====== Selected passage

- Active: June 1937–February 1939
- Country: Spain
- Allegiance: Republican faction
- Branch: Spanish Republican Army
- Type: Infantry
- Size: Army Corps
- Engagements: Spanish Civil War: Zaragoza Offensive; Aragon Offensive; Battle of the Segre; Battle of the Ebro; Catalonia Offensive;

Commanders
- Notable commanders: Etelvino Vega

= XII Army Corps (Spain) =

The XII Army Corps was a military formation belonging to the Spanish Republican Army that fought during the Spanish Civil War. Formed by veteran units, throughout the war it took part in prominent intervention in some of the main battles of the war, such as Aragon or the Ebro.

== History ==
The formation was created in June 1937, within the Eastern Army. At the end of August some of its units intervened in the Zaragoza Offensive, distinguishing the 25th Division in the Battle of Belchite. (Note: There are doubts about whether it was the commander of the XII Army Corps, Pedro Sánchez Plaza, the officer in command of the conquest of Belchite —whose sector was within the area assigned to the XII Army Corps. Other sources indicate that the command would have belonged to Karol Świerczewski, commander of the 35th Division.)

In March 1938, at the beginning of the Aragon Offensive, the XII Army Corps had established its headquarters in Alcorisa and integrated the 24th, 30th and 44th divisions; it covered the front that ran from the Ebro river to Vivel del Río Martín. During the withdrawal from Aragon, the formation suffered significant losses and was undone. After the republican zone was cut in two, it was isolated in Catalonia. After being briefly dissolved, the XII Corps was rebuilt (Note: In March-April 1938, a "B" Army Corps was created in the Segre area - formed by the 16th Division, which was under the command of Claudio Martín Barco; this formation later adopted the definitive numbering of "XII", receiving more reinforcement divisions.) and assigned to Ebro Army, grouping within the divisions 16th, 44th and 56th. The militia major Etelvino Vega was appointed as the new commander of the XII Army Corps.

The 16th and 44th divisions came to participate in the fighting on the Ebro, supporting the forces of the V and XV army corps. The 56th Division remained on the Segre front, where it intervened in the attacks against Vilanova de la Barca and Seròs.

============
====== Information given

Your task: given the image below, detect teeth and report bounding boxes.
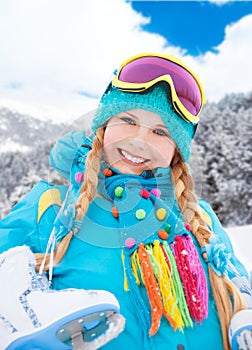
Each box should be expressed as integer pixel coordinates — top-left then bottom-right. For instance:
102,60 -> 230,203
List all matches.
121,150 -> 145,164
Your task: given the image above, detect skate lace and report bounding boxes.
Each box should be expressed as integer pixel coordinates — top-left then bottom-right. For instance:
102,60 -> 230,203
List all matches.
38,227 -> 56,288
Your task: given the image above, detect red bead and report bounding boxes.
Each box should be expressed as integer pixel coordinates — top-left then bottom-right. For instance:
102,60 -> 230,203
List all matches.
112,207 -> 119,218
151,188 -> 161,197
103,168 -> 113,177
140,188 -> 150,199
184,222 -> 191,232
74,171 -> 83,183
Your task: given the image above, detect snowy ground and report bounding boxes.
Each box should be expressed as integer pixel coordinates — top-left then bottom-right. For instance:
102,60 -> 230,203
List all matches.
226,225 -> 252,273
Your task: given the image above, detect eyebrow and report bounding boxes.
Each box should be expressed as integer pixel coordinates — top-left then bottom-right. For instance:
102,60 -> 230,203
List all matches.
124,111 -> 168,131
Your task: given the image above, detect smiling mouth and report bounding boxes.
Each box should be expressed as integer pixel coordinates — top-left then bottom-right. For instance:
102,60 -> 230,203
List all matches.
118,148 -> 149,165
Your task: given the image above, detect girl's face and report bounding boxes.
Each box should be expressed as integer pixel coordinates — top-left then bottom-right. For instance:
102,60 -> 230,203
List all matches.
103,109 -> 176,175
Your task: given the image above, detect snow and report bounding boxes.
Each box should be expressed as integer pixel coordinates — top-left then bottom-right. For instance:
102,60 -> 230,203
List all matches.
226,225 -> 252,272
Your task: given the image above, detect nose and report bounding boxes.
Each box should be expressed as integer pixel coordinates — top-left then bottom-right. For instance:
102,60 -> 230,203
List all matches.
137,125 -> 150,141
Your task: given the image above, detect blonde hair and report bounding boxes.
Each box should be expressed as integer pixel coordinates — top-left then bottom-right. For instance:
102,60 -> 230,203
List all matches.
36,128 -> 247,350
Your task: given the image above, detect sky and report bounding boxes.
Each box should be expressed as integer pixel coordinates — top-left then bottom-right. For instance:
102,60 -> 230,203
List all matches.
0,0 -> 252,121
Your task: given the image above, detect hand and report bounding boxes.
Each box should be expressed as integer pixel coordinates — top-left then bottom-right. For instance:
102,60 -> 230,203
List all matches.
229,309 -> 252,350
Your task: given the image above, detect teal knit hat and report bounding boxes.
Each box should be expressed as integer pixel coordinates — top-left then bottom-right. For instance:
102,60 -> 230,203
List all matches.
92,84 -> 196,162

============

→ Stated exercise 1:
Answer these questions from the article on the XII Army Corps:
(a) In what month and year was the formation created, and within which army?
(b) Where did the XII Army Corps have its headquarters at the start of the Aragon Offensive?
(c) Which division stayed on the Segre front?
→ Stated exercise 2: Carry on the history of the XII Army Corps from its last sentence.
The records were taken from a separate source.

→ Written response 1:
(a) June 1937, within the Eastern Army.
(b) Alcorisa.
(c) The 56th Division.

→ Written response 2:
At the beginning of the Catalonia Offensive the XII Army Corps covered the line of the Segre River. Its units, however they had a bad performance against the nationalist offensive; the 56th Division was practically disbanded, while the 16th Division was powerless to offer an organized defense. As a consequence, Etelvino Vega was instantly dismissed at the beginning of January 1939, being replaced by Francisco Galán. The XII Army Corps, however, was unable to resist the enemy pressure and undertook the retreat towards the French border.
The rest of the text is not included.